> Exercise details
Could you format the lines of the data below, from the line containing "If you could place a marker on the fence" up to and including the line containing "point(181, 291)", as a JSON list of strings, one string per line with blank lines omitted, and include no other lines?

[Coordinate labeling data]
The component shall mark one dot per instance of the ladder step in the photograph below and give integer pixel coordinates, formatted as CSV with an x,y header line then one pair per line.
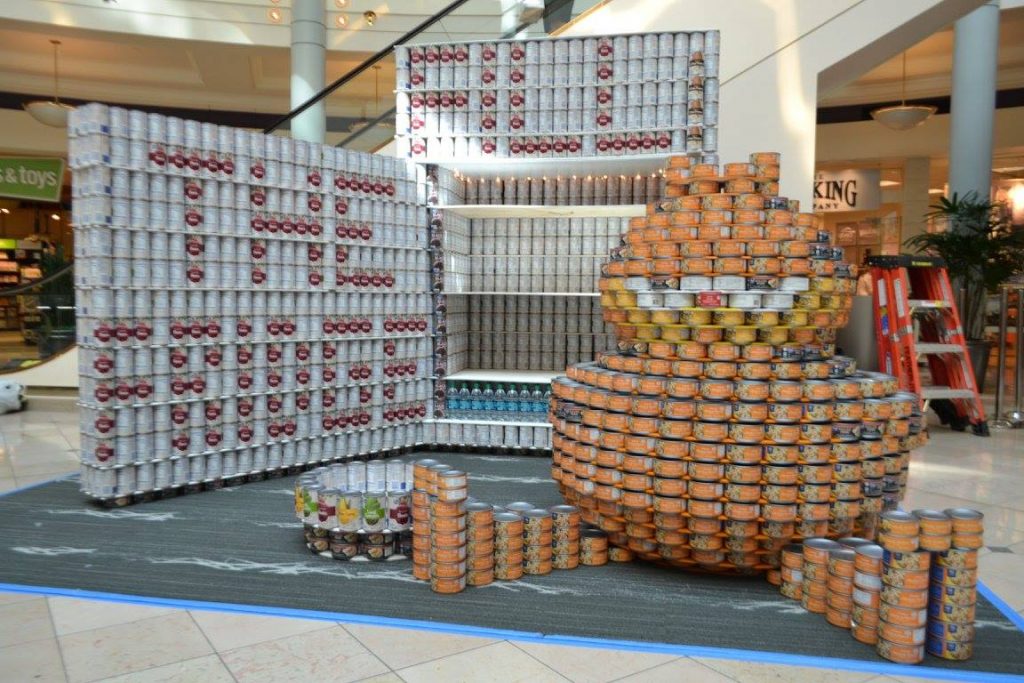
x,y
928,393
930,348
928,303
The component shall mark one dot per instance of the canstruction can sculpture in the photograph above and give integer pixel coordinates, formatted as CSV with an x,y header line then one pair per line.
x,y
724,425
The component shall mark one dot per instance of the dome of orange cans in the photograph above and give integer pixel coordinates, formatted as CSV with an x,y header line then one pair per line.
x,y
724,425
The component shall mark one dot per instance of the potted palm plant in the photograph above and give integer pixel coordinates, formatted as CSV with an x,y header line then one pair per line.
x,y
981,250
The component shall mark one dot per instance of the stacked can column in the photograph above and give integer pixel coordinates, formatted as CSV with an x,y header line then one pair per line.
x,y
479,544
952,591
814,591
866,594
508,546
903,609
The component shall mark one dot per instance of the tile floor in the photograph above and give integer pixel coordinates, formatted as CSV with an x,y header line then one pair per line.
x,y
80,641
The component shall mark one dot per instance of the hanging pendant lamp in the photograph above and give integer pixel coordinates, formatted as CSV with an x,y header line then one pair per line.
x,y
50,112
903,116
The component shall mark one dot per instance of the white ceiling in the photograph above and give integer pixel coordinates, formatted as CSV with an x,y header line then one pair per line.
x,y
929,68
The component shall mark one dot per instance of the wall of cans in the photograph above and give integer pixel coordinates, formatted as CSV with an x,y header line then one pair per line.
x,y
560,97
594,189
356,511
247,303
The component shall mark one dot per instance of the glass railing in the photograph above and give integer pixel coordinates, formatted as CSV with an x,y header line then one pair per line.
x,y
360,103
37,319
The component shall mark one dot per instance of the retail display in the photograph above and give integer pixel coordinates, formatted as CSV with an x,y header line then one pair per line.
x,y
248,303
357,510
459,542
725,425
559,97
911,593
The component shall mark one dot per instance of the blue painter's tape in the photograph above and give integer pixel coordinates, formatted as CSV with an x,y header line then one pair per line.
x,y
1001,605
877,668
37,484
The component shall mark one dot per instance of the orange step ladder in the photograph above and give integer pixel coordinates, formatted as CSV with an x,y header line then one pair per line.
x,y
915,289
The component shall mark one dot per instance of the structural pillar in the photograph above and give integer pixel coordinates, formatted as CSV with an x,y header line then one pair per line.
x,y
308,67
915,200
976,41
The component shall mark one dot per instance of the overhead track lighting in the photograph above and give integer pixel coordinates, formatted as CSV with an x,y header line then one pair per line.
x,y
51,112
903,116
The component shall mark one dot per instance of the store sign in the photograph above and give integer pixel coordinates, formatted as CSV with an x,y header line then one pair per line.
x,y
31,178
854,189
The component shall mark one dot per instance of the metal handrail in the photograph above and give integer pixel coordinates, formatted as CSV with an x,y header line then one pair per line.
x,y
363,67
28,287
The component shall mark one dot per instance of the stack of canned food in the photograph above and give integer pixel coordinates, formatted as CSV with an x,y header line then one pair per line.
x,y
459,542
357,510
559,97
912,594
866,593
952,590
248,303
479,544
725,425
593,548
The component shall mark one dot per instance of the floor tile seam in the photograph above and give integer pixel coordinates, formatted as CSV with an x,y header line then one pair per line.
x,y
867,678
341,625
643,671
122,624
960,498
56,641
209,642
543,664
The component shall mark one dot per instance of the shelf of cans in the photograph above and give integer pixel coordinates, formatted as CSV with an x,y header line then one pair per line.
x,y
912,592
554,189
247,302
488,434
563,96
460,542
724,425
356,511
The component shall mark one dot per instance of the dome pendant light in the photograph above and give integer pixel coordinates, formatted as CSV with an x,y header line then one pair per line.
x,y
903,116
51,112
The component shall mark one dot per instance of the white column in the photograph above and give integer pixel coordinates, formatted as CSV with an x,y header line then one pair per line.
x,y
308,66
916,174
976,41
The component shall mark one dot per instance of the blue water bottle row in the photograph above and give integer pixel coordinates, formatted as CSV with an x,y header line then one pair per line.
x,y
499,401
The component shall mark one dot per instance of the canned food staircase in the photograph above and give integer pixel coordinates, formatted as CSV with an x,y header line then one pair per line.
x,y
910,329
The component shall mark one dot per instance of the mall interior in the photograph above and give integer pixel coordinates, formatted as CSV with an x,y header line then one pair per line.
x,y
512,340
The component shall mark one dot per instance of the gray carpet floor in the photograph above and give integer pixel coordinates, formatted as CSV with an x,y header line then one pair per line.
x,y
243,546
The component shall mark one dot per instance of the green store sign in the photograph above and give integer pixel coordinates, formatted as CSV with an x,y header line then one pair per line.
x,y
31,178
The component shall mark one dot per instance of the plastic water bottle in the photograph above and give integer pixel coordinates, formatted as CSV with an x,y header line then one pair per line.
x,y
512,407
537,399
488,403
462,407
475,401
501,403
525,404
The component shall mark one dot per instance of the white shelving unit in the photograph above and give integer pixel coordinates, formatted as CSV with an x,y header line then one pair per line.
x,y
545,211
559,294
620,165
504,376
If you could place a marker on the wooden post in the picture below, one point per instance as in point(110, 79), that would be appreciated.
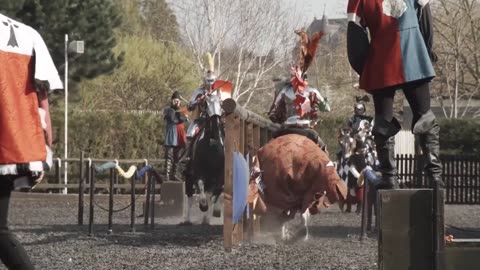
point(231, 126)
point(146, 209)
point(152, 203)
point(91, 173)
point(237, 236)
point(110, 201)
point(81, 189)
point(249, 141)
point(256, 145)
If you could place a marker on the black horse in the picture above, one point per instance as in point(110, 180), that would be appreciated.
point(206, 166)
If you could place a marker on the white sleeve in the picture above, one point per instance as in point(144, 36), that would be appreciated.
point(422, 3)
point(354, 171)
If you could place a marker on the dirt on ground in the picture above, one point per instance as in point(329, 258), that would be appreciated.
point(47, 226)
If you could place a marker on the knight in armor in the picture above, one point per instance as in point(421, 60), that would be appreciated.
point(175, 137)
point(399, 55)
point(297, 104)
point(26, 130)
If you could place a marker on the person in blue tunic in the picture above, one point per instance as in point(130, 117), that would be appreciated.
point(175, 138)
point(396, 55)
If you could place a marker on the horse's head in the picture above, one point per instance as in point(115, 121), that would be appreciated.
point(213, 113)
point(364, 130)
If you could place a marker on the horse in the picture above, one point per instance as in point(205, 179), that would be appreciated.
point(294, 176)
point(206, 167)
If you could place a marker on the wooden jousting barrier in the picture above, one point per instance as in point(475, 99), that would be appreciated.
point(245, 132)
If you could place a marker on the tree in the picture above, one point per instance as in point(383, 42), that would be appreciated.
point(152, 71)
point(93, 21)
point(457, 33)
point(160, 20)
point(248, 39)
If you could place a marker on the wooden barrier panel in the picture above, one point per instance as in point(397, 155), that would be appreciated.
point(230, 127)
point(245, 132)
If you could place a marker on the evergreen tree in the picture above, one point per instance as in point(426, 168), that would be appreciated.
point(160, 20)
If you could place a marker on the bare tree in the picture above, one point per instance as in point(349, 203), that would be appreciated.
point(248, 39)
point(457, 30)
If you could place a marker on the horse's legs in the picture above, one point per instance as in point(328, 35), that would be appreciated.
point(189, 210)
point(189, 190)
point(217, 210)
point(306, 218)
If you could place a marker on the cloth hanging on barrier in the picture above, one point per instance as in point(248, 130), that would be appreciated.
point(25, 60)
point(240, 186)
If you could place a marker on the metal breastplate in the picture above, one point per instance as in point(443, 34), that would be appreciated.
point(291, 112)
point(289, 98)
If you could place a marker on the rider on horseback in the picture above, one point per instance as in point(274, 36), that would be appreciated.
point(359, 114)
point(296, 106)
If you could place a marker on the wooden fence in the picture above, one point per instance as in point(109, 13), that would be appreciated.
point(461, 175)
point(242, 129)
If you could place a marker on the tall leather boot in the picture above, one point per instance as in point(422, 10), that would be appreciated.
point(428, 132)
point(384, 137)
point(168, 163)
point(173, 172)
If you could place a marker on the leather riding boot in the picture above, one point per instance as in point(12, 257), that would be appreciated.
point(428, 132)
point(168, 163)
point(384, 133)
point(173, 172)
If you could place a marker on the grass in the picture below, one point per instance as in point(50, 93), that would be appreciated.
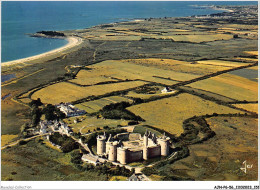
point(252, 52)
point(248, 107)
point(179, 66)
point(6, 139)
point(220, 158)
point(47, 143)
point(37, 162)
point(207, 37)
point(142, 130)
point(13, 116)
point(118, 178)
point(231, 86)
point(175, 110)
point(90, 77)
point(127, 69)
point(222, 63)
point(96, 105)
point(67, 92)
point(92, 123)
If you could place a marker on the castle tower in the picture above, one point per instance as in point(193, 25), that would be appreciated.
point(122, 155)
point(164, 142)
point(112, 154)
point(145, 148)
point(101, 145)
point(108, 144)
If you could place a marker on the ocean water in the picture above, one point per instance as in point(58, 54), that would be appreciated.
point(21, 17)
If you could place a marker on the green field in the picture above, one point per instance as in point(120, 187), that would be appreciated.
point(86, 123)
point(96, 105)
point(231, 86)
point(19, 163)
point(169, 113)
point(67, 92)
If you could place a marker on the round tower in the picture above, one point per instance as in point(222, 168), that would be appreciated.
point(145, 153)
point(101, 144)
point(122, 155)
point(164, 142)
point(112, 154)
point(145, 147)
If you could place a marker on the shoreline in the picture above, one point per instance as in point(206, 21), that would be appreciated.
point(75, 41)
point(72, 42)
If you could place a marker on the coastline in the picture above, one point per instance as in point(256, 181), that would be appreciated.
point(75, 41)
point(72, 42)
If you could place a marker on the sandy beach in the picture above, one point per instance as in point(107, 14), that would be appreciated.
point(72, 42)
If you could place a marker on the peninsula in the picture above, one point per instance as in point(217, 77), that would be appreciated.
point(151, 99)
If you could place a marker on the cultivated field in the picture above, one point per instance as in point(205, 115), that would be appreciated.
point(90, 77)
point(86, 123)
point(221, 157)
point(96, 105)
point(248, 107)
point(179, 66)
point(127, 70)
point(20, 163)
point(222, 63)
point(169, 113)
point(231, 86)
point(67, 92)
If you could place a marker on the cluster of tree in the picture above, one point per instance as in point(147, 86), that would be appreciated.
point(92, 138)
point(35, 112)
point(76, 157)
point(118, 111)
point(52, 113)
point(51, 33)
point(108, 169)
point(67, 144)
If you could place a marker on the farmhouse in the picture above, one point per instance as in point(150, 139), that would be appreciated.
point(69, 110)
point(54, 126)
point(140, 148)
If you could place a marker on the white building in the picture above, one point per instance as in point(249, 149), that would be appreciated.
point(166, 90)
point(90, 159)
point(69, 110)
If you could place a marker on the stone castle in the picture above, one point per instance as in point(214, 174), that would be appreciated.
point(137, 148)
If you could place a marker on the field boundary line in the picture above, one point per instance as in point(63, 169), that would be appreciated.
point(25, 76)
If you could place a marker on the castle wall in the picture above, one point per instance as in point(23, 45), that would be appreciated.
point(112, 153)
point(154, 151)
point(101, 147)
point(133, 156)
point(164, 147)
point(122, 155)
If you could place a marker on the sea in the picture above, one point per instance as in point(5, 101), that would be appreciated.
point(22, 17)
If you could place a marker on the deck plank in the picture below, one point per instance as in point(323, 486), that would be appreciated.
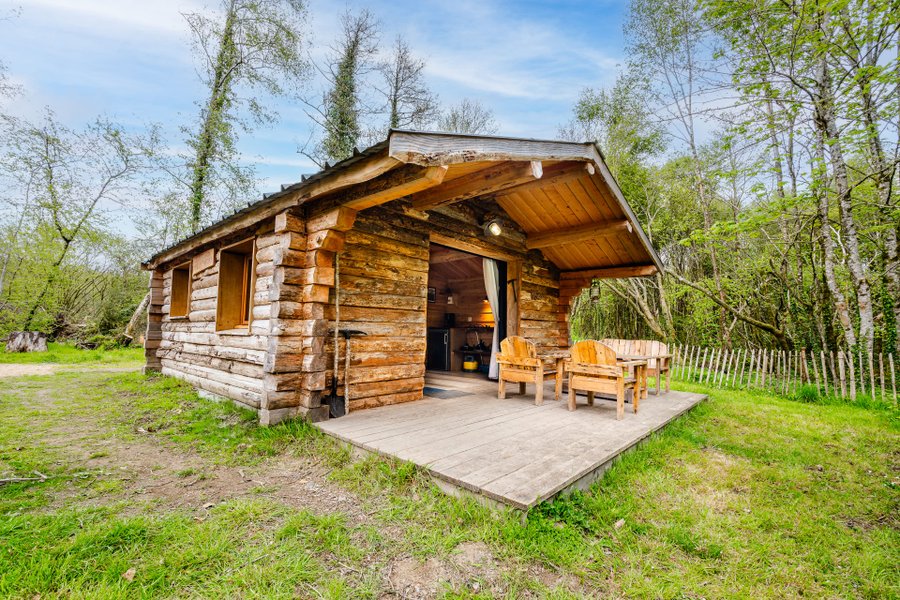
point(508, 450)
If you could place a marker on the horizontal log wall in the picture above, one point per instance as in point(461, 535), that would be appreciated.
point(226, 364)
point(383, 292)
point(541, 318)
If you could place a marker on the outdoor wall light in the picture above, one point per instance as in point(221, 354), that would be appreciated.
point(492, 227)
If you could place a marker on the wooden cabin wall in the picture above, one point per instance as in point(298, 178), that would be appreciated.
point(224, 364)
point(540, 319)
point(383, 292)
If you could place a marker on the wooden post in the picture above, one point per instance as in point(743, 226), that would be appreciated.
point(893, 380)
point(712, 363)
point(724, 367)
point(862, 372)
point(834, 379)
point(841, 374)
point(754, 369)
point(815, 372)
point(785, 370)
point(728, 367)
point(794, 372)
point(872, 375)
point(702, 365)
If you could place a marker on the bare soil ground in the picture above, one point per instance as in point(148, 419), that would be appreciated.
point(154, 474)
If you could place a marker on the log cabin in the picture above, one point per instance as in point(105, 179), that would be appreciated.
point(431, 246)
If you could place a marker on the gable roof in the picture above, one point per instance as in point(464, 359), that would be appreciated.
point(560, 193)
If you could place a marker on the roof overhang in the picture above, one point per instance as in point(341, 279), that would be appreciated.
point(561, 194)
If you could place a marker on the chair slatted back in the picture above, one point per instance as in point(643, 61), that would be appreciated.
point(517, 347)
point(592, 352)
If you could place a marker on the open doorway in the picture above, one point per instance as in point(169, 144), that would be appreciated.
point(462, 315)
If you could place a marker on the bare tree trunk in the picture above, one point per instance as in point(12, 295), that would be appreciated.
point(207, 140)
point(825, 120)
point(837, 295)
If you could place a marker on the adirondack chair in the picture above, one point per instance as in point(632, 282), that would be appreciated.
point(519, 363)
point(657, 353)
point(593, 368)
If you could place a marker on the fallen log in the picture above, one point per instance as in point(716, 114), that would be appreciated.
point(26, 341)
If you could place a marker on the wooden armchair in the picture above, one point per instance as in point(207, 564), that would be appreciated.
point(520, 364)
point(593, 368)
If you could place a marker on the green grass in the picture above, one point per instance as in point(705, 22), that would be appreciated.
point(747, 496)
point(69, 354)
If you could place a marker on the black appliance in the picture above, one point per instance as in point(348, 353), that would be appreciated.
point(437, 349)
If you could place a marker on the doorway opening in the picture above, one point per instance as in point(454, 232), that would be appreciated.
point(462, 314)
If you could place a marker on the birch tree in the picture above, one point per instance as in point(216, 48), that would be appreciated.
point(409, 102)
point(249, 48)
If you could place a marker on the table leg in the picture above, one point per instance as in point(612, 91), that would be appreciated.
point(559, 375)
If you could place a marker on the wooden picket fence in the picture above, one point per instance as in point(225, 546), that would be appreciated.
point(832, 373)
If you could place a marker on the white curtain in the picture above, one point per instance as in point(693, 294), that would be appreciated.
point(492, 287)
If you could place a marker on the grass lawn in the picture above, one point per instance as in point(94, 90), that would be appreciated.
point(68, 354)
point(154, 492)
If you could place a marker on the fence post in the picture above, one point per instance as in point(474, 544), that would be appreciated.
point(834, 374)
point(872, 375)
point(862, 372)
point(795, 360)
point(893, 380)
point(702, 365)
point(815, 371)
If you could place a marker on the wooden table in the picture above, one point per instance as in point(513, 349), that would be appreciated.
point(638, 363)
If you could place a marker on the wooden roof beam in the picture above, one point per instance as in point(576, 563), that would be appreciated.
point(487, 181)
point(555, 175)
point(578, 233)
point(398, 183)
point(608, 273)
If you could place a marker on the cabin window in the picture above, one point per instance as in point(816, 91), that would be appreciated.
point(236, 283)
point(181, 291)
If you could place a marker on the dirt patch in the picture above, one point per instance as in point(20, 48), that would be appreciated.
point(17, 370)
point(151, 470)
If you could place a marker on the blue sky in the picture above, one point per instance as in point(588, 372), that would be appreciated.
point(130, 60)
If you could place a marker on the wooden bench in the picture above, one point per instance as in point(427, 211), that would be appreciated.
point(594, 368)
point(519, 363)
point(657, 355)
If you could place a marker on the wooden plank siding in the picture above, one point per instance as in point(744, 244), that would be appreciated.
point(225, 364)
point(381, 212)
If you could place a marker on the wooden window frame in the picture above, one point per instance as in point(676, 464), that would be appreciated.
point(241, 323)
point(185, 313)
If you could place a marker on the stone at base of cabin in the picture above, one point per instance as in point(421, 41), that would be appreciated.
point(26, 341)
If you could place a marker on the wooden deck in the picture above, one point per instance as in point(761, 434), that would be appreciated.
point(510, 451)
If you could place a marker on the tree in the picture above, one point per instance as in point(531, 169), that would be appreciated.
point(62, 182)
point(668, 41)
point(340, 110)
point(408, 100)
point(468, 116)
point(249, 45)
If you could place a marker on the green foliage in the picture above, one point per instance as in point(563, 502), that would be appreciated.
point(787, 475)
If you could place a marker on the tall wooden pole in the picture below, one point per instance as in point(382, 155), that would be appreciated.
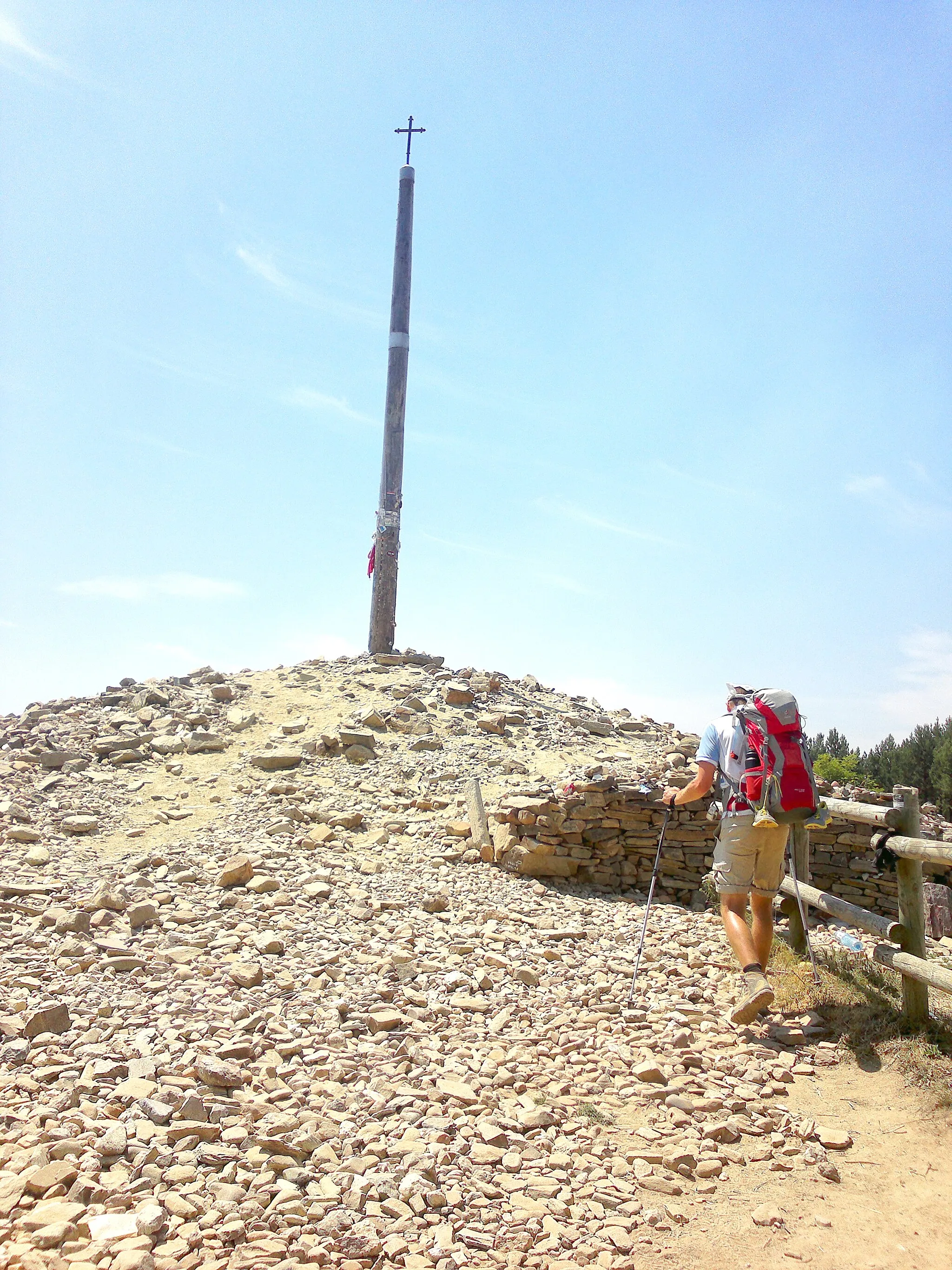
point(391, 480)
point(912, 909)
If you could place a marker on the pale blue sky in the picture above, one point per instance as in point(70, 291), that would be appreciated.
point(680, 374)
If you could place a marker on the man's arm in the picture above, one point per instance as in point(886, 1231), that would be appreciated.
point(697, 789)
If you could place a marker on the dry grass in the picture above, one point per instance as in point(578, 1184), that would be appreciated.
point(861, 1003)
point(595, 1114)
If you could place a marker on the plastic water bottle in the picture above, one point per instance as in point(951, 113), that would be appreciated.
point(850, 942)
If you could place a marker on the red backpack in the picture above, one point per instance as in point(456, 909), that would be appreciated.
point(779, 778)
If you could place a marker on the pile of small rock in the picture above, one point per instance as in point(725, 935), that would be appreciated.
point(318, 1029)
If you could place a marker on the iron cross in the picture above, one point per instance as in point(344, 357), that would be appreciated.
point(409, 130)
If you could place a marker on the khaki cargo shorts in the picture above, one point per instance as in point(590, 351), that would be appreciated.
point(749, 859)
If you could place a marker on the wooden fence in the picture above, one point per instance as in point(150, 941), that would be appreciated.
point(906, 951)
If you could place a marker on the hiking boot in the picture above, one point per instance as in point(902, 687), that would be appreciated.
point(756, 996)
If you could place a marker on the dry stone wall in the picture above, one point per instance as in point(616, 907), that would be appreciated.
point(606, 832)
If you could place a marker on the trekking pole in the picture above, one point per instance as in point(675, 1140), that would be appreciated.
point(801, 906)
point(648, 906)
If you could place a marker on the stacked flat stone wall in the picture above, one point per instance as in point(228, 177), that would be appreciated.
point(607, 833)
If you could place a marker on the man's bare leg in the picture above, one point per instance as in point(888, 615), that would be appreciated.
point(751, 946)
point(735, 927)
point(762, 913)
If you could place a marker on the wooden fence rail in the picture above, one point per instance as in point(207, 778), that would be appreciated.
point(909, 931)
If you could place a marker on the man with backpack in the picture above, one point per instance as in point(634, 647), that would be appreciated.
point(758, 748)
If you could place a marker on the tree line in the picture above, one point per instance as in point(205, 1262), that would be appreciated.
point(923, 760)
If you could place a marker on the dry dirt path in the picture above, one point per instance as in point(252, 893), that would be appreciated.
point(890, 1211)
point(375, 1053)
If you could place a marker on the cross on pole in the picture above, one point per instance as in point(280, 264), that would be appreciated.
point(409, 130)
point(386, 541)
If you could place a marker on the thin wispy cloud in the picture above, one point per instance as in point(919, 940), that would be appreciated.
point(183, 372)
point(530, 567)
point(911, 512)
point(569, 512)
point(309, 399)
point(262, 266)
point(144, 439)
point(701, 482)
point(178, 586)
point(13, 39)
point(22, 56)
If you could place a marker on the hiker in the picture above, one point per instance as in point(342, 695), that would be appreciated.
point(748, 858)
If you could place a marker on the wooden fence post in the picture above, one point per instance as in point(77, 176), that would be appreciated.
point(800, 851)
point(912, 909)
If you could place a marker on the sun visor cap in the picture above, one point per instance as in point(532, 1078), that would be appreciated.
point(739, 692)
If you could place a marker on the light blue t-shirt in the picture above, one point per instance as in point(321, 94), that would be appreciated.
point(725, 746)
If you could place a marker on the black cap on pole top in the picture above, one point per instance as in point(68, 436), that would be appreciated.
point(409, 130)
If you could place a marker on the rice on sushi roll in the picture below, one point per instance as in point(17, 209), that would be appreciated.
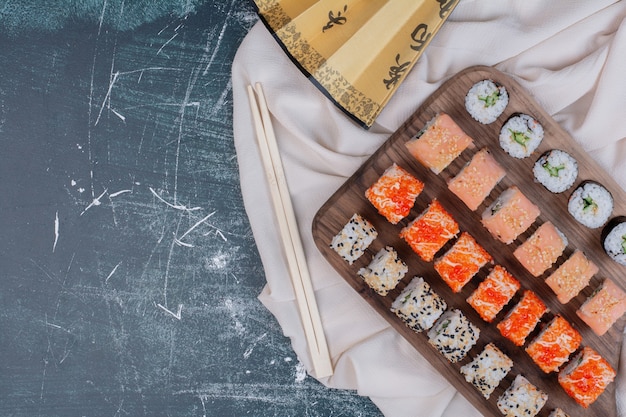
point(556, 170)
point(521, 135)
point(453, 335)
point(352, 240)
point(522, 399)
point(486, 101)
point(591, 204)
point(614, 240)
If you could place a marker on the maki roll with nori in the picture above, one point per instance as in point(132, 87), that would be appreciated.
point(556, 170)
point(486, 101)
point(591, 204)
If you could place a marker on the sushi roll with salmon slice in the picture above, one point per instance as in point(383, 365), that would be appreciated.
point(521, 135)
point(430, 231)
point(461, 262)
point(604, 307)
point(394, 193)
point(510, 215)
point(486, 100)
point(439, 143)
point(542, 249)
point(476, 180)
point(572, 276)
point(493, 293)
point(523, 318)
point(586, 377)
point(591, 204)
point(554, 344)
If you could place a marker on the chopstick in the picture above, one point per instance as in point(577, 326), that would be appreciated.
point(287, 224)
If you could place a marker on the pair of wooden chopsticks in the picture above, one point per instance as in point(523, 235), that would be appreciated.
point(300, 278)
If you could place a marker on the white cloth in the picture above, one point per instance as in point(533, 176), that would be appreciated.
point(570, 55)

> Response for this exercise
[
  "If you could place a marker on the fence post in the picture above, one point per instance as in point(474, 544), that would be appreciated.",
  "point(834, 374)",
  "point(872, 375)",
  "point(862, 372)",
  "point(795, 360)",
  "point(893, 380)",
  "point(702, 365)",
  "point(815, 371)",
  "If you could place a marker on the wooden table in the picture above, one point per instance as in point(513, 349), that would be appreciated.",
  "point(638, 363)",
  "If you could place a marker on the wooden roof beam in the picture above, one point per instance as in point(576, 563), that would be appreciated.",
  "point(487, 181)",
  "point(555, 175)",
  "point(578, 233)",
  "point(398, 183)",
  "point(608, 273)",
  "If you could place a marker on the cabin window in the picture above, one point per instance as in point(816, 91), that would be appreciated.",
  "point(236, 283)",
  "point(181, 291)"
]